[Stored data entries]
****************************************

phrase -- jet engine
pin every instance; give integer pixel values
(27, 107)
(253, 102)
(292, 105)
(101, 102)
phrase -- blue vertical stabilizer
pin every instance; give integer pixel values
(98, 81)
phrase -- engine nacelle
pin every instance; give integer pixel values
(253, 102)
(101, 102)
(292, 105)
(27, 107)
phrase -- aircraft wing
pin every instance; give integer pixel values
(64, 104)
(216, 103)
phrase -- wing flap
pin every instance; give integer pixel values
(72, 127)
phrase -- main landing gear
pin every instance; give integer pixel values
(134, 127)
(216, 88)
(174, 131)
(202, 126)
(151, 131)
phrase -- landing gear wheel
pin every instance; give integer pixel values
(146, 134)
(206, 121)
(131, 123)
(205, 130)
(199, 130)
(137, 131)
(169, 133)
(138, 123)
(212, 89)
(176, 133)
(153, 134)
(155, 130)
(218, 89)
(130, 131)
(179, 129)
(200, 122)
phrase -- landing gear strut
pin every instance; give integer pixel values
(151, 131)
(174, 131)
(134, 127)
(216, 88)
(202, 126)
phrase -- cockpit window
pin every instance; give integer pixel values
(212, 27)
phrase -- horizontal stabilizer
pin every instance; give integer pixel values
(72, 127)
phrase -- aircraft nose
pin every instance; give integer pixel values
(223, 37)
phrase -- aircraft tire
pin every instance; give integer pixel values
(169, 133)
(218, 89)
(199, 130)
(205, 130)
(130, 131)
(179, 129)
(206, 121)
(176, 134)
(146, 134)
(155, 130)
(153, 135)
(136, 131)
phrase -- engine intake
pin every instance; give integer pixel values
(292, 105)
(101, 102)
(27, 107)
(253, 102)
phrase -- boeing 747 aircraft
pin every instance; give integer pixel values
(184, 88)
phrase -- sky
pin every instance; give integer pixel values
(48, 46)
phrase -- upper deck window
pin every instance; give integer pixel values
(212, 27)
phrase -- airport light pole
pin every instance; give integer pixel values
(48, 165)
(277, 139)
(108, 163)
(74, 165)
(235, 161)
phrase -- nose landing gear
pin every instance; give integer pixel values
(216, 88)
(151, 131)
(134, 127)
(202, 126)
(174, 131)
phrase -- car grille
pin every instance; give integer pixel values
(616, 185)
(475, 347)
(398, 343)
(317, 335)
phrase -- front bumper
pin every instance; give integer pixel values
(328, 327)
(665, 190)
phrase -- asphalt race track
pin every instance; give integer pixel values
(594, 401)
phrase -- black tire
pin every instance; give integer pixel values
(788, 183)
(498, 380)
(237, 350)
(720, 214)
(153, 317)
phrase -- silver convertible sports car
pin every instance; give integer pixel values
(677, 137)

****************************************

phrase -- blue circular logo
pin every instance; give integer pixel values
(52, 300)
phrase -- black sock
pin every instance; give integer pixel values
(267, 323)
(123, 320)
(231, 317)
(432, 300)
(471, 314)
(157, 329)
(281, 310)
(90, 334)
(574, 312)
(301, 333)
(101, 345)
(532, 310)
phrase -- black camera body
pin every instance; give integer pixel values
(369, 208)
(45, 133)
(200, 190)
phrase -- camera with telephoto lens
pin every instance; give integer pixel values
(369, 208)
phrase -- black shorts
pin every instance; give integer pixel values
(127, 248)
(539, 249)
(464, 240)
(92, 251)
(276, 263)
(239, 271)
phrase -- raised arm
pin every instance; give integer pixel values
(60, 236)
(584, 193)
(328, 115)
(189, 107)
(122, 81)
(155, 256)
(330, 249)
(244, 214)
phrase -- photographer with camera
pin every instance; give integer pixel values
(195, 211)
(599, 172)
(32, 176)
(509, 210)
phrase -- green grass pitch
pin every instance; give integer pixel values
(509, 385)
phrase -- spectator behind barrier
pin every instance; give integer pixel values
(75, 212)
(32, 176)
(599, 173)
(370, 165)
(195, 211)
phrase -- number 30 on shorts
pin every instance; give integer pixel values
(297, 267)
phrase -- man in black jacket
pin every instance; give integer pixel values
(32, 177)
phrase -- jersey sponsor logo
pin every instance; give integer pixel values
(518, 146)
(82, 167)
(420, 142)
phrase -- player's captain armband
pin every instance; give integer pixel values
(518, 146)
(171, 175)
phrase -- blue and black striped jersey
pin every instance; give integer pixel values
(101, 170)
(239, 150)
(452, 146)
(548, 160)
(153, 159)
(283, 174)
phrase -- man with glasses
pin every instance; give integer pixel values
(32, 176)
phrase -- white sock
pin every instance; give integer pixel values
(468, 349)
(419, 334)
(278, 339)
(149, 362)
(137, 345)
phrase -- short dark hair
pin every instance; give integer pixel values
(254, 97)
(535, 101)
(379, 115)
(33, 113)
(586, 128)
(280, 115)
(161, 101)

****************************************

*Your goal*: How many lines in the data above hold the word "gear"? Answer with the number alone.

*Result of the exercise*: 4